[Dataset entries]
——

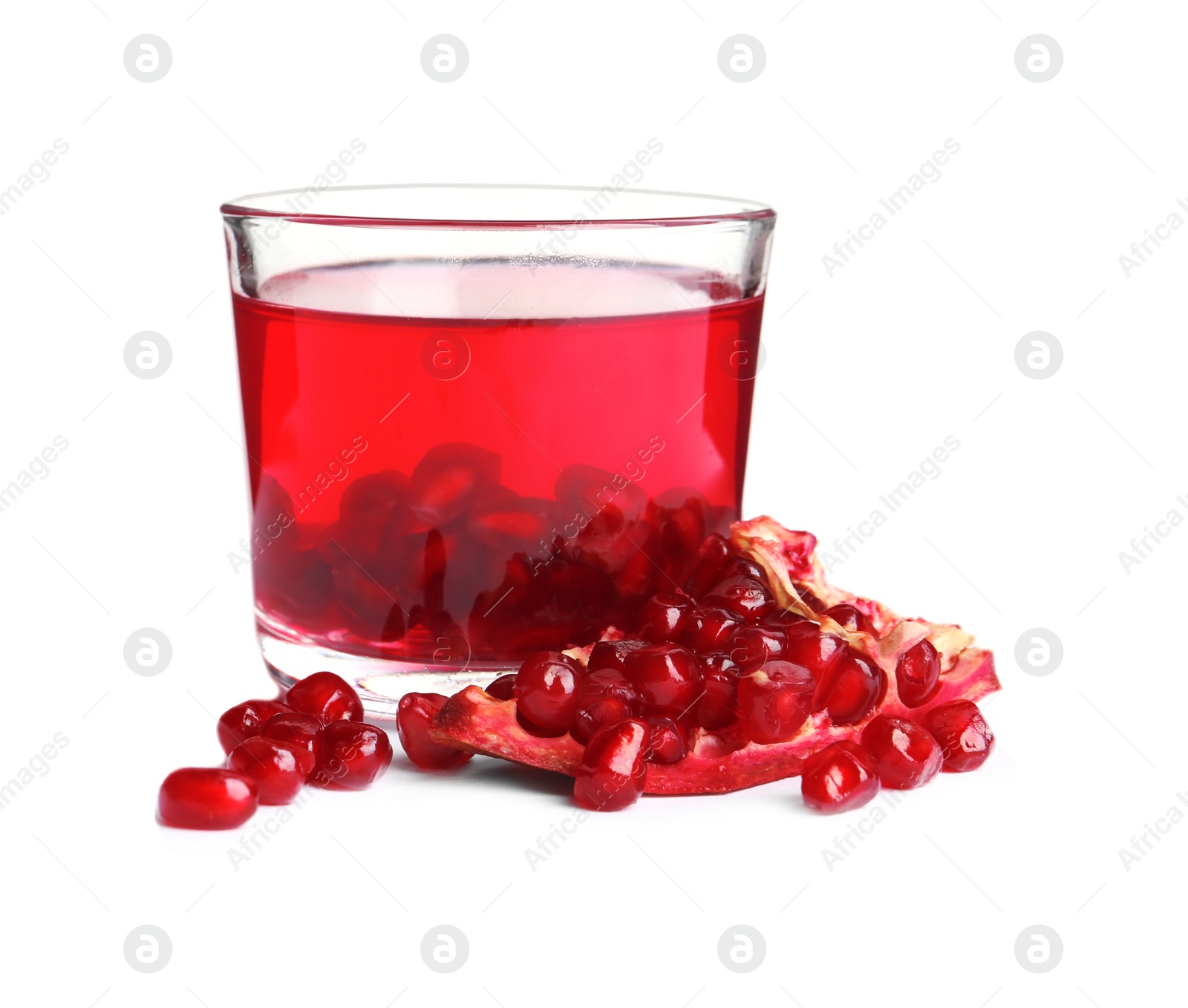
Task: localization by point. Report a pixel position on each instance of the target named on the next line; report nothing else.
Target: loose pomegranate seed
(775, 702)
(918, 673)
(278, 768)
(708, 629)
(839, 778)
(667, 675)
(964, 736)
(851, 687)
(719, 683)
(849, 618)
(663, 618)
(247, 720)
(750, 598)
(300, 730)
(504, 687)
(904, 754)
(353, 756)
(712, 557)
(414, 717)
(327, 697)
(604, 697)
(546, 691)
(202, 798)
(665, 742)
(611, 774)
(751, 647)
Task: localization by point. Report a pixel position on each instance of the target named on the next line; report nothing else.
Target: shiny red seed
(327, 697)
(414, 717)
(205, 798)
(839, 778)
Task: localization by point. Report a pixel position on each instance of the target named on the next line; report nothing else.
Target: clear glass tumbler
(485, 421)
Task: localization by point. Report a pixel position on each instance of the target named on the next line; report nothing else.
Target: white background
(867, 372)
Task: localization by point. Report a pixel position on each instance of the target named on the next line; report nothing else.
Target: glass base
(380, 681)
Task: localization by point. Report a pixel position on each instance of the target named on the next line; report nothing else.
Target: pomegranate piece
(504, 687)
(546, 691)
(278, 768)
(354, 756)
(962, 734)
(918, 673)
(851, 687)
(663, 618)
(247, 720)
(415, 716)
(746, 596)
(203, 798)
(775, 702)
(327, 697)
(839, 778)
(665, 742)
(300, 730)
(667, 675)
(605, 696)
(611, 774)
(904, 754)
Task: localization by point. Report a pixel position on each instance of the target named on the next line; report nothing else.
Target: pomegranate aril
(504, 687)
(247, 720)
(667, 675)
(327, 697)
(663, 618)
(278, 768)
(414, 717)
(546, 691)
(611, 774)
(962, 734)
(353, 756)
(904, 754)
(205, 798)
(775, 702)
(918, 673)
(839, 778)
(665, 742)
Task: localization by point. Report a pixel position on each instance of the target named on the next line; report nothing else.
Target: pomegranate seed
(611, 774)
(247, 720)
(839, 778)
(300, 730)
(918, 673)
(668, 675)
(278, 768)
(202, 798)
(604, 697)
(849, 689)
(712, 557)
(904, 754)
(720, 684)
(327, 697)
(964, 736)
(748, 598)
(546, 691)
(663, 618)
(414, 717)
(504, 687)
(849, 618)
(353, 756)
(665, 744)
(708, 629)
(751, 647)
(775, 702)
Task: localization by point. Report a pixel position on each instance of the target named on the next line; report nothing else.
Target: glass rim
(706, 209)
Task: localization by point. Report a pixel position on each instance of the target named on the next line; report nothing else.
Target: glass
(485, 421)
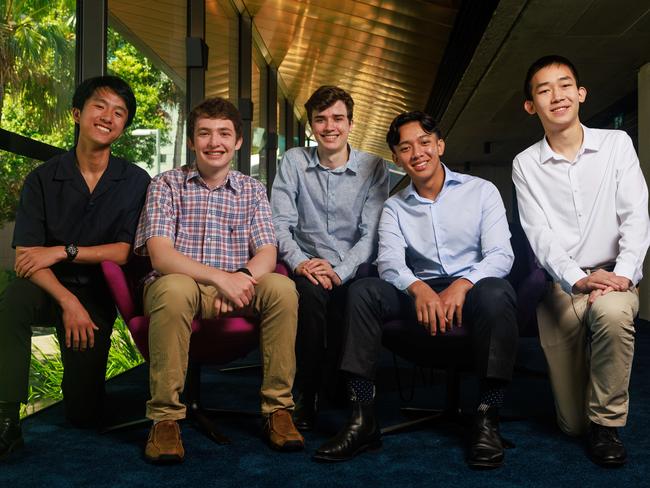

——

*DIRECTIONS FOR THIS TASK:*
Exactly as written, give the entries above again, with no images.

*TASK OUTPUT:*
Task: localization by point. Report a pixel position on each instance of the target named on the next line; report nothing else.
Target: loose pomegranate seed
(775, 702)
(918, 673)
(278, 768)
(708, 629)
(839, 778)
(667, 675)
(964, 736)
(851, 687)
(719, 683)
(849, 618)
(663, 618)
(247, 720)
(750, 598)
(300, 730)
(504, 687)
(904, 754)
(353, 756)
(712, 557)
(414, 717)
(327, 697)
(604, 697)
(546, 691)
(202, 798)
(665, 742)
(611, 774)
(751, 647)
Task: localization by point. Report a pixel position on each instance of the target named on the next line; report nothing else.
Target: shiny red seed
(327, 697)
(414, 717)
(205, 798)
(839, 778)
Task: localization by point. Report a pixel position on each instance of the target named on the next line; report nothing else.
Target: clear glass tumbler
(485, 421)
Task: localization by point. Report a pixel position on each instance of the target named on the next line; report nothing else.
Target: white background
(867, 372)
Task: localization by point. Report a pixel position on each instance of the target named on the next line; report nothing else.
Target: glass base
(380, 681)
Task: localization by point. Report a pixel position on each instance of the target named on the next line; report nothing else.
Target: pomegranate piece
(504, 687)
(546, 691)
(278, 768)
(354, 756)
(962, 734)
(918, 673)
(851, 687)
(663, 618)
(247, 720)
(415, 716)
(746, 596)
(203, 798)
(775, 702)
(327, 697)
(839, 778)
(665, 742)
(300, 730)
(667, 675)
(605, 696)
(611, 774)
(904, 754)
Task: localization by point. Report a pixel position on each instance of the target named on the next line; report nothing else.
Target: pomegranate aril
(504, 687)
(247, 720)
(667, 675)
(327, 697)
(663, 618)
(278, 768)
(414, 717)
(546, 691)
(611, 774)
(962, 734)
(353, 756)
(904, 754)
(205, 798)
(775, 702)
(918, 673)
(839, 778)
(665, 742)
Task: localization by point. Report a pixel position on each instance of the target named on the next line; report nothing else.
Target: pomegranate seed
(611, 774)
(247, 720)
(839, 778)
(300, 730)
(918, 673)
(668, 675)
(278, 768)
(202, 798)
(604, 697)
(849, 689)
(712, 557)
(904, 754)
(720, 684)
(327, 697)
(964, 736)
(748, 598)
(546, 691)
(663, 618)
(414, 717)
(504, 687)
(849, 618)
(353, 756)
(665, 744)
(708, 629)
(751, 647)
(775, 702)
Task: localization by point. Report a pixel position on each instance of the target named on the next line; report nothing else.
Target: glass rim
(706, 209)
Task: localization by point. Report a pixel position on each instance of the target named on the next line; report nothing else.
Target: glass
(485, 421)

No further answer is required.